━━ Wybrany tekst ━━

100 Lecie Błyskawicy
-
- Posty: 20
- Rejestracja: 2016-01-16, 09:41
100 Lecie Błyskawicy
Nasz Błyskotka dożywa sędziwego wieku ale ciągle na wodzie może by w końcu wybudować DOK dla niej? Ciekawe jaki to koszt? Gdzie taki dok mógłby powstać? w obecnym miejscu postoju? czy w pobliżu plaży niedaleko muzeum MW ? Co myślicie na ten temat?
Re: 100 Lecie Błyskawicy
100-lecie za 20 lat, czyli szkoda strzępić język. Warrior jest straszy i nadal na wodzie.
To co dla innych jest brzegiem morza, dla marynarza jest brzegiem lądu.
Re: 100 Lecie Błyskawicy
Sądzę że naturalnym środowiskiem okrętu(a także statku) jest morska woda. I to na niej okręt prezentuje się najlepiej. Swego czasu protestowałem wobec planów zadokowania na lądzie Daru Pomorza, co wydawało się już przesądzone. ORP Błyskawica ma, z tego co wiem, kadłub dobrze zabezpieczony. I to w taki sposób że nie trzeba wymieniać blach oryginalnego poszycia. Więc niech stoi na wodzie tak długo jak długo będzie to możliwe. Sądzę że znacznie dłużej niż 20 lat. Może nawet dłużej niż 200. Wyjatkiem, gdzie warto postawić na lądzie(albo przynajmniej poważnie to rozwazyć) jest okręt podwodny w roli obiektu muzealnego. Taki np. Kobben.
Re: 100 Lecie Błyskawicy
Błyskawica przeszła dopiero co duży remont i ma powymieniane sporo poszycia części podwodnej (było wymieniane już wcześniej), a nawet pokład w części rufowej (kilka metrów licząc od rufy). Połatano też wszystkie dziury w burtach. Do tego chemia na prawdę się rozwija bardzo dynamicznie (widać to choćby po chemii budowlanej), więc byłbym spokojny. Myślę, że i tak zawsze będzie taniej remontować kadłub Błyskawicy niż budować dla niej suchy dok.

━━━
━━ Fragmenty danych ━━

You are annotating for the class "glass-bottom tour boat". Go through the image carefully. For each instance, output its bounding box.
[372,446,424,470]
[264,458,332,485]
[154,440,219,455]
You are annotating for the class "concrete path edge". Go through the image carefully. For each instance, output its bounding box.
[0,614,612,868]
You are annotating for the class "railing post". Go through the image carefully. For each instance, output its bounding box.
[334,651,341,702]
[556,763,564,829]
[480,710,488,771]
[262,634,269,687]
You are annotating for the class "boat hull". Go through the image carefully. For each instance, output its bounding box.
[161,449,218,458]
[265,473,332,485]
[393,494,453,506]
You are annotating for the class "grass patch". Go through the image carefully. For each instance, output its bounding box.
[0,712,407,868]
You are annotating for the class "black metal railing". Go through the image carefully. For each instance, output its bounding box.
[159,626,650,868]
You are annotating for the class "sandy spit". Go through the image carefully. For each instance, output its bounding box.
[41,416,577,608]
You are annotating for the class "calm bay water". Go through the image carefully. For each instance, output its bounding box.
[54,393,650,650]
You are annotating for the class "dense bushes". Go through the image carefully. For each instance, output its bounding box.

━━━
━━ Fragmenty danych ━━

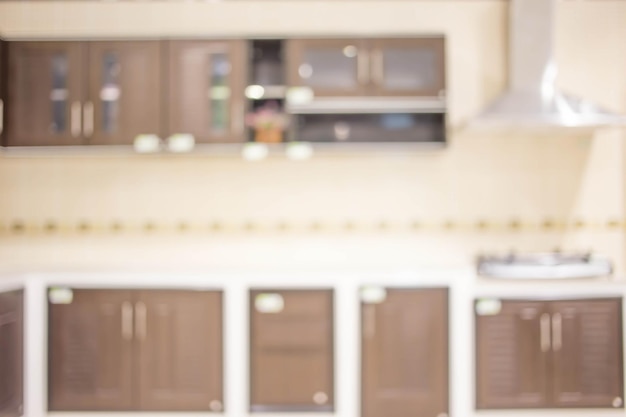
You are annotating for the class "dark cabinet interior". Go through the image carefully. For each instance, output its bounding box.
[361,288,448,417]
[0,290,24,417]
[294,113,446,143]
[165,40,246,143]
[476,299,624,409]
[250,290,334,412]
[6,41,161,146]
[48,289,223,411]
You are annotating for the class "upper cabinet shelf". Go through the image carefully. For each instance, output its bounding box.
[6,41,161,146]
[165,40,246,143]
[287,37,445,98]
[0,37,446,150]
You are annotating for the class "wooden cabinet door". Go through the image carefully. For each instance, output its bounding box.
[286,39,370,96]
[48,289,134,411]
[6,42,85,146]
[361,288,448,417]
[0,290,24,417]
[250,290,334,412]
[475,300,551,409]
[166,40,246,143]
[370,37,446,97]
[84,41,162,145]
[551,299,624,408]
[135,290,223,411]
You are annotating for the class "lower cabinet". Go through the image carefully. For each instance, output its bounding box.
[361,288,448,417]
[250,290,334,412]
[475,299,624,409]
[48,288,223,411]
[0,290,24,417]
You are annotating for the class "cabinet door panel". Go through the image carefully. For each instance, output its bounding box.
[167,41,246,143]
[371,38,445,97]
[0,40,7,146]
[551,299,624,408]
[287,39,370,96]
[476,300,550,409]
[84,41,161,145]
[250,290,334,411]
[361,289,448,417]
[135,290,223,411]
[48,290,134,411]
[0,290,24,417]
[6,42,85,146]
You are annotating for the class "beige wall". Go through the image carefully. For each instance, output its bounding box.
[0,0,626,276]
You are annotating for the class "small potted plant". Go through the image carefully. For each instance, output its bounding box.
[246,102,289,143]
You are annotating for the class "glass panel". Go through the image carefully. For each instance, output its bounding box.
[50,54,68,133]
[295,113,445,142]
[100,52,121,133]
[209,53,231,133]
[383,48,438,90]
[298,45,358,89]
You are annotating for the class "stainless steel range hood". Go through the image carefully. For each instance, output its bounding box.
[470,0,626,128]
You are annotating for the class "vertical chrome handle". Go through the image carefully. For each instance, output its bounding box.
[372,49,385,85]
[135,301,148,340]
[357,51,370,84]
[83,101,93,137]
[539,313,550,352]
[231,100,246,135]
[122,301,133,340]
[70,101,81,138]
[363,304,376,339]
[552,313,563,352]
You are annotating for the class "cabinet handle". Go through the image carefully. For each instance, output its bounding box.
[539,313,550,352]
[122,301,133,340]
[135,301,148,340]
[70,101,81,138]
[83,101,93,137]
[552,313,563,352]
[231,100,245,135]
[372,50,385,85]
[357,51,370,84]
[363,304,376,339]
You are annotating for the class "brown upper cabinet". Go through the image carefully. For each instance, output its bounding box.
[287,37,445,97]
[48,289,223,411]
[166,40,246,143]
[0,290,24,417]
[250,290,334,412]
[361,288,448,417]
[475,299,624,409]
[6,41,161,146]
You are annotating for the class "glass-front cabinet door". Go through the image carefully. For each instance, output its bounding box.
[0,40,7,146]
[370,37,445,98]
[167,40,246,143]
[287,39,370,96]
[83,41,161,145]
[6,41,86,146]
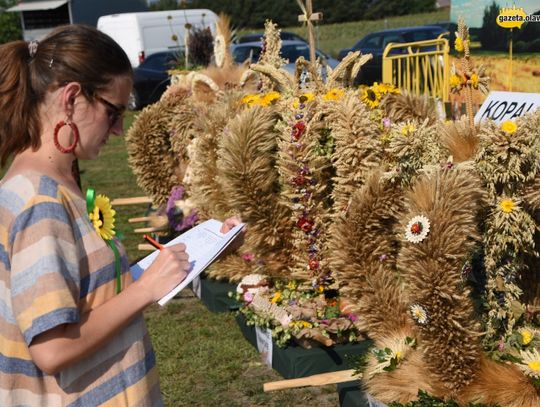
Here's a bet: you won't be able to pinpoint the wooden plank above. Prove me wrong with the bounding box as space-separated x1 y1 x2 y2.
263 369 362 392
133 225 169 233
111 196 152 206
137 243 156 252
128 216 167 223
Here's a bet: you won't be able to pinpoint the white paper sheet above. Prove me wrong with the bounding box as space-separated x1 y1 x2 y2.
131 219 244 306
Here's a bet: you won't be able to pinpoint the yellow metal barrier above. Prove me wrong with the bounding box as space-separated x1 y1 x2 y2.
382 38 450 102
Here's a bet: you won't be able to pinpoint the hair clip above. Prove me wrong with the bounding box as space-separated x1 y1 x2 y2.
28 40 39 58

━━━

* [Polecenie] Proszę dopisać dalszy ciąg wątku o suchym doku dla Błyskawicy, zaczynając po jego ostatnim zdaniu.

* [Odpowiedź]
„Przed wydaniem ogromnych pieniędzy na obronę, trzeba stworzyć dla ludzi taki poziom życia, którego sami będą chcieć bronić.”
– Carl Gustaf Mannerheim
– Carl Gustaf Mannerheim
- dessire_62
- Posty: 2028
- Rejestracja: 2007-12-31, 16:30
- Lokalizacja: Głogów Małopolski
Re: 100 Lecie Błyskawicy
Błyskawica w suchym doku to profanacja tego pięknego okrętu.
To tak jakby trzymać tygrysa w klatce, a nawet gorzej- wypchać go i postawić w holu.
To tak jakby trzymać tygrysa w klatce, a nawet gorzej- wypchać go i postawić w holu.
Re: 100 Lecie Błyskawicy
Miejscem Naturalnym dla statków i okrętów jest woda. Tylo w temacie.
"Jesteś UPIERDLIWY!" Nie.. ja jestem Ciekawy i drążę niektóre interesujące mnie tematy.. a że zadaję dużo pytań? "Kto pyta nie błądzi" głosi powiedzenie.
Jakże daleko z Domu do Morza!
Jakże daleko z Domu do Morza!
-
- Posty: 20
- Rejestracja: 2016-01-16, 09:41
Re: 100 Lecie Błyskawicy
Przyjmuje odpowiedzi, natomiast argumenty za pozostawieniem okrętu na wodzie nie pojawiły się żadne! Obyście się panowie nie mylili. Przyjdzie czas że będzie za późno. Pozdrawiam i również uważam "Tylo w temacie"
Re: 100 Lecie Błyskawicy
Akurat argumenty za pozostawieniem ORP Błyskawica na wodzie przedstawiliśmy. W największym skrócie:
1. Stan kadłuba na to pozwala.
2. Stan kadłuba przy odpowiedniej o niego dbałości będzie na to pozwalał przez wiele, wiele lat. Zwłaszcza że oryginalny kadłub B. w niewielkim stopniu styka się z wodą.
3. Naturalnym środowiskiem dla okrętu klasy niszczyciel jest morska woda.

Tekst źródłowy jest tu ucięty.